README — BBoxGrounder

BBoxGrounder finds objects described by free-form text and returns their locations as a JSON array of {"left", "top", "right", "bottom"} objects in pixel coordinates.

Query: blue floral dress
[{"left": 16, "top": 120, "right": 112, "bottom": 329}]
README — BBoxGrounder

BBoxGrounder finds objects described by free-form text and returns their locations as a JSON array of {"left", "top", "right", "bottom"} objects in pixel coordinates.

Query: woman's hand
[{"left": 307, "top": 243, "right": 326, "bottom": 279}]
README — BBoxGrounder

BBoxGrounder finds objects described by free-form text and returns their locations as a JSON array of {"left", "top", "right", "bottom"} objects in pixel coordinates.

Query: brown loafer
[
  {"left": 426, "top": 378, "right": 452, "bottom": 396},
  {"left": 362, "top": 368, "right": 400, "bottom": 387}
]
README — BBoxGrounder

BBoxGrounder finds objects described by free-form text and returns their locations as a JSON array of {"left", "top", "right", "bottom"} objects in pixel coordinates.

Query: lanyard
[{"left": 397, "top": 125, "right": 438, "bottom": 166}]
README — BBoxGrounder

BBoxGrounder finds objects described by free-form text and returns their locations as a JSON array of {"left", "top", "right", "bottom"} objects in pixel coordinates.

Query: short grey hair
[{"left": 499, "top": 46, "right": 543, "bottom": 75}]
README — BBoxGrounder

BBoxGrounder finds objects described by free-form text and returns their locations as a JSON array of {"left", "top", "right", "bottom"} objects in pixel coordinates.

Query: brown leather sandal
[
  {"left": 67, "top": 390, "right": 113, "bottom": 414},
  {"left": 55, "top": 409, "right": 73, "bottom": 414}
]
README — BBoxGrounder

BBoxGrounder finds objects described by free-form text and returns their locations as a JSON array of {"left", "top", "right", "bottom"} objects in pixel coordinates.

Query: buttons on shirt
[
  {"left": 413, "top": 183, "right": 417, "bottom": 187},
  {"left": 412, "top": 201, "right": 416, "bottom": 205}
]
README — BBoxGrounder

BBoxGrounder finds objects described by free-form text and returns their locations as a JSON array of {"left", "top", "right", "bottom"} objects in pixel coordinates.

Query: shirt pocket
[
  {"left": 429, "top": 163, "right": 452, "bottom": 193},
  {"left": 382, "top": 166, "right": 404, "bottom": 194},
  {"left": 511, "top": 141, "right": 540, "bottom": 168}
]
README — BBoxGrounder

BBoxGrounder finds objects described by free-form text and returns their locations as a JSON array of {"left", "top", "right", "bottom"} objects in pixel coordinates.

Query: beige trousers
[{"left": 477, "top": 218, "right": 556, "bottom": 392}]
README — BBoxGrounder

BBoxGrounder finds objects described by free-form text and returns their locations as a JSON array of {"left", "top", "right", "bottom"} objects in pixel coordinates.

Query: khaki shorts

> **EXERCISE REQUIREMENTS**:
Set down each record verbatim.

> **ANSWER SPACE**:
README — BBoxGrounder

BBoxGrounder finds objects described by free-form text and returns their locations as a JSON array of {"left", "top", "right", "bottom"} objects in pixel coordinates.

Query: blue floral dress
[{"left": 16, "top": 120, "right": 112, "bottom": 329}]
README — BBoxGrounder

BBoxGrounder finds objects described by free-form text and returns their locations as a JSON array of {"left", "top", "right", "bottom"} objects in pixel coordinates.

Query: woman's hand
[{"left": 307, "top": 243, "right": 326, "bottom": 279}]
README — BBoxGrounder

BBoxGrounder finds objects described by free-form text and returns their locations as a JSON array of {"left", "top", "right", "bottom"} objects in pixel coordinates.

Query: brown loafer
[
  {"left": 426, "top": 378, "right": 452, "bottom": 396},
  {"left": 362, "top": 368, "right": 400, "bottom": 387}
]
README — BBoxGrounder

BBoxGrounder finds objects described by free-form text and returns their locations as a JSON array of {"left", "top", "right", "bottom"} objects in pixel coordinates.

Query: lanyard
[{"left": 397, "top": 125, "right": 438, "bottom": 166}]
README — BBoxGrounder

BBoxGrounder finds objects described by free-form text and returns their locations as a JSON array of {"left", "top", "right", "bottom"} objects in pixel coordinates.

Query: short grey hair
[{"left": 499, "top": 46, "right": 543, "bottom": 75}]
README — BBoxGrounder

BBoxGrounder finds objects described by free-form text and returns their locations as a JSON array of {"left", "top", "right", "bottom"} objects in pixel coordinates.

Query: brown leather sandal
[
  {"left": 67, "top": 390, "right": 113, "bottom": 414},
  {"left": 55, "top": 409, "right": 73, "bottom": 414}
]
README — BBoxGrounder

BBoxGrounder finds objects described by free-form text and returns their locations as a JSON array of {"left", "top", "right", "bottom"} objects in pixel coordinates.

Query: buttons on shirt
[
  {"left": 413, "top": 183, "right": 417, "bottom": 187},
  {"left": 412, "top": 201, "right": 416, "bottom": 205}
]
README — BBoxGrounder

BBoxGrounder finds objects described by free-form text and returns their locations as a JSON array of {"left", "top", "right", "bottom"} objects in pixel coordinates.

Query: shirt pocket
[
  {"left": 429, "top": 163, "right": 452, "bottom": 193},
  {"left": 382, "top": 166, "right": 404, "bottom": 194},
  {"left": 511, "top": 141, "right": 540, "bottom": 168}
]
README — BBoxGrounder

BBoxGrounder finds objects described by free-form text and returns their locations as a JSON array of {"left", "top", "right", "bottom"} objects in pixel coordinates.

Query: beige trousers
[{"left": 477, "top": 218, "right": 556, "bottom": 392}]
README — BBoxGrounder

BBoxGrounder finds objects described by free-form text and returns their locations as a JSON array of {"left", "top", "right", "bottom"} objects in pixel coordinates.

Query: khaki shorts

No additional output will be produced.